• **Stated problem**:
Set down the records once more, please, exactly and with the pictures left out.

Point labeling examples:

------------------------------------------------

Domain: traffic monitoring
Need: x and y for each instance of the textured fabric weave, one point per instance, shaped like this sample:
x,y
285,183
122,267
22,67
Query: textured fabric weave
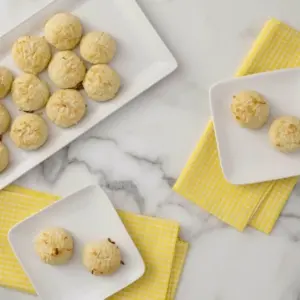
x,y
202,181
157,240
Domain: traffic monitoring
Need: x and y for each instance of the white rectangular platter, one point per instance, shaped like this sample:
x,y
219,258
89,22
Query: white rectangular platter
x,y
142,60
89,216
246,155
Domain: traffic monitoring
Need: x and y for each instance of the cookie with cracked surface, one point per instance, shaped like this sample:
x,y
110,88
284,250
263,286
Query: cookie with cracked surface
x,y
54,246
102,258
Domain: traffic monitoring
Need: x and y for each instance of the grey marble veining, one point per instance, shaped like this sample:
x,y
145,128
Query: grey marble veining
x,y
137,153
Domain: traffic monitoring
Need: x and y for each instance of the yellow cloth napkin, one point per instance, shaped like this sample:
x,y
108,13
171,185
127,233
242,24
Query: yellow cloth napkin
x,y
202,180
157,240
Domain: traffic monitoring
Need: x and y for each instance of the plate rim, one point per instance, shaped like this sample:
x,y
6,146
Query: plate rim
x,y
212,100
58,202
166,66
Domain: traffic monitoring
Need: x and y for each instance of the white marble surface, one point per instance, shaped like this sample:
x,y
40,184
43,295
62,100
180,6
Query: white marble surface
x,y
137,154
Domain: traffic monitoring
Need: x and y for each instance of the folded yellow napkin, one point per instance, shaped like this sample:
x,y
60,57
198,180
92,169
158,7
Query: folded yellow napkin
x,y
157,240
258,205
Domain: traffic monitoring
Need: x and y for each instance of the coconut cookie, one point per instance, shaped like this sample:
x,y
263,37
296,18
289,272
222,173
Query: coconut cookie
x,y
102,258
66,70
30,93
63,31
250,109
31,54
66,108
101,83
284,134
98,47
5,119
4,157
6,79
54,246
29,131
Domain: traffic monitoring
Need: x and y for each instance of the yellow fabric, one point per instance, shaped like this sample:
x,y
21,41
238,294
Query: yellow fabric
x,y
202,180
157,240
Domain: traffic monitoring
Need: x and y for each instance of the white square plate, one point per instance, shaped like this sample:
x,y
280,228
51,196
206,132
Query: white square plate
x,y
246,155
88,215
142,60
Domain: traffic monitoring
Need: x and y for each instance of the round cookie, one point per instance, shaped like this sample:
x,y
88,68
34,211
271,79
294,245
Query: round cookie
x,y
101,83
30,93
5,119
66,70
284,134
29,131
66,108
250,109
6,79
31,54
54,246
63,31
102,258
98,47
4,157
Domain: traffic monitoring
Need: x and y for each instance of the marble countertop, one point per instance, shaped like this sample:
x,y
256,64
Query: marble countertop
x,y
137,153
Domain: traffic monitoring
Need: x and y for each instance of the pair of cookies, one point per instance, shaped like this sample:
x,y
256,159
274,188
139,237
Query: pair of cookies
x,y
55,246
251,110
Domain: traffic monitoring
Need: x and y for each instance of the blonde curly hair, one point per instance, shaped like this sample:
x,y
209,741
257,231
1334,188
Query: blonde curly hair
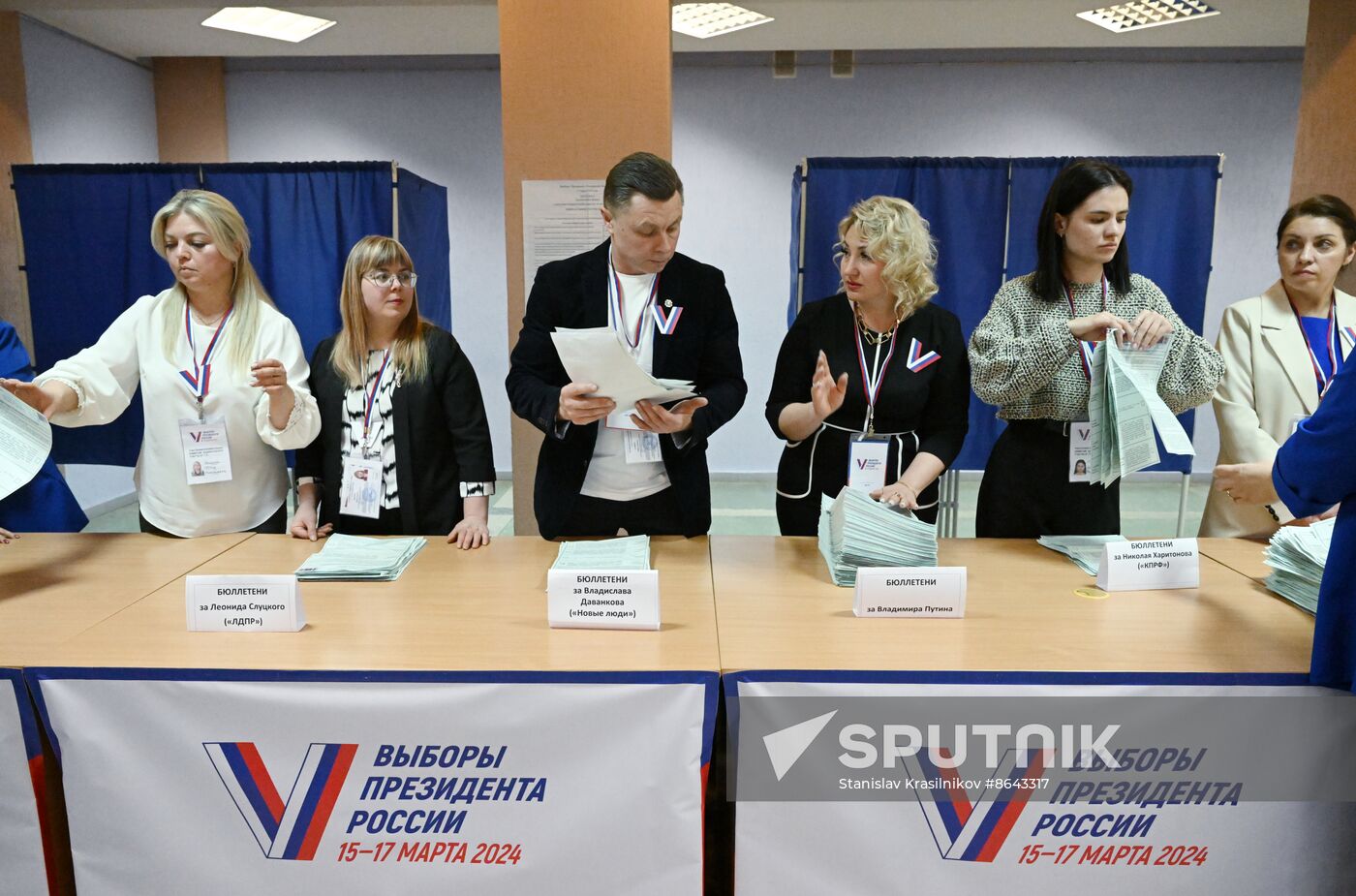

------------------------------------------------

• **Right answer**:
Domain: traffic monitoring
Need: x and y for each instance of the textured fabric weave, one point per instance, shaped like this sample:
x,y
285,183
122,267
22,67
Query: textured fabric weave
x,y
202,181
157,240
Domain: traffic monitoring
Need: x and y for each instance of the white rectangular platter, one point per instance, shaped like this sample:
x,y
219,258
89,22
Query: white rectangular platter
x,y
142,60
89,216
246,155
Domain: traffic monitoring
Need: x and y for each instance of the cookie with cracked surface, one point per instance, shaped like this sample:
x,y
110,88
284,250
263,286
Query: cookie with cracked surface
x,y
54,246
102,258
Domain: traffic monitoring
Need: x and y for each instance of the grey marble veining, one point per instance, shaped like this sample:
x,y
145,128
Query: grey marble veining
x,y
137,153
Domain: traffic monitoring
Need: x and y for each instance of the yellow cloth napkin, one point per instance, shaped like this sample:
x,y
108,13
171,185
127,233
242,24
Query: yellow cloth napkin
x,y
202,180
157,240
Domain: traffic monitoring
Need: x and y for each instance of the plate rim, one point per instance, shaped like this sample:
x,y
6,146
Query: plate rim
x,y
212,100
58,202
166,66
Domain: traffic monitoring
Need: x and y for each instance of the white marble surface, one point per instance, shaped like this sample:
x,y
40,184
43,295
62,100
180,6
Query: white marble surface
x,y
137,154
Domain: traffic monitoring
Need: x and y for each instance of the folded yellow napkin, one point per instance, shaped like this sample:
x,y
60,57
198,180
92,169
158,7
Query: folded yellow napkin
x,y
157,240
258,205
Domain: traffic monitoring
Need: x and y for each instance of the coconut cookie, one point per instance, shaped like this sample:
x,y
263,37
296,18
289,272
222,173
Query: coconut cookie
x,y
102,258
66,70
30,93
63,31
250,109
31,54
66,108
101,83
284,134
98,47
5,119
4,157
6,79
54,246
29,131
Domain: traffic monitoring
Need: x and y for each instance of the yellow fabric, one point per instance, shaped like this sample:
x,y
21,41
238,294
Query: yellow fabric
x,y
202,180
157,240
Domain: traffic monitoring
Need: x and y for each instance of the white square plate, one point per instance, shaped like this sample:
x,y
280,228
51,196
206,132
Query: white square plate
x,y
246,155
88,215
142,60
Domain: traffic monitoring
Need: x and y for each instance of the round cookie, one point per instance, shaped like this sample:
x,y
88,68
34,211
271,79
294,245
Query: round cookie
x,y
101,83
30,93
5,119
66,70
284,134
29,131
66,108
250,109
6,79
31,54
54,246
63,31
102,258
98,47
4,157
Domain: traffic monitoring
Need: x and y for each instance of the marble countertop, one point per instance, shaped like this sample:
x,y
256,64
Query: marble countertop
x,y
137,153
Domain: traffic monitoring
Need: x and y for each instance of the pair of cookies, one point per instance, shaped like this sample:
x,y
256,159
274,188
139,237
Query: pair of cookies
x,y
55,246
251,110
Domain: traffic monitoring
Need: x and y for each instance of the blonde curly hair, one point per instance, shaped like this sample:
x,y
209,741
257,231
1334,188
Query: blonde curly hair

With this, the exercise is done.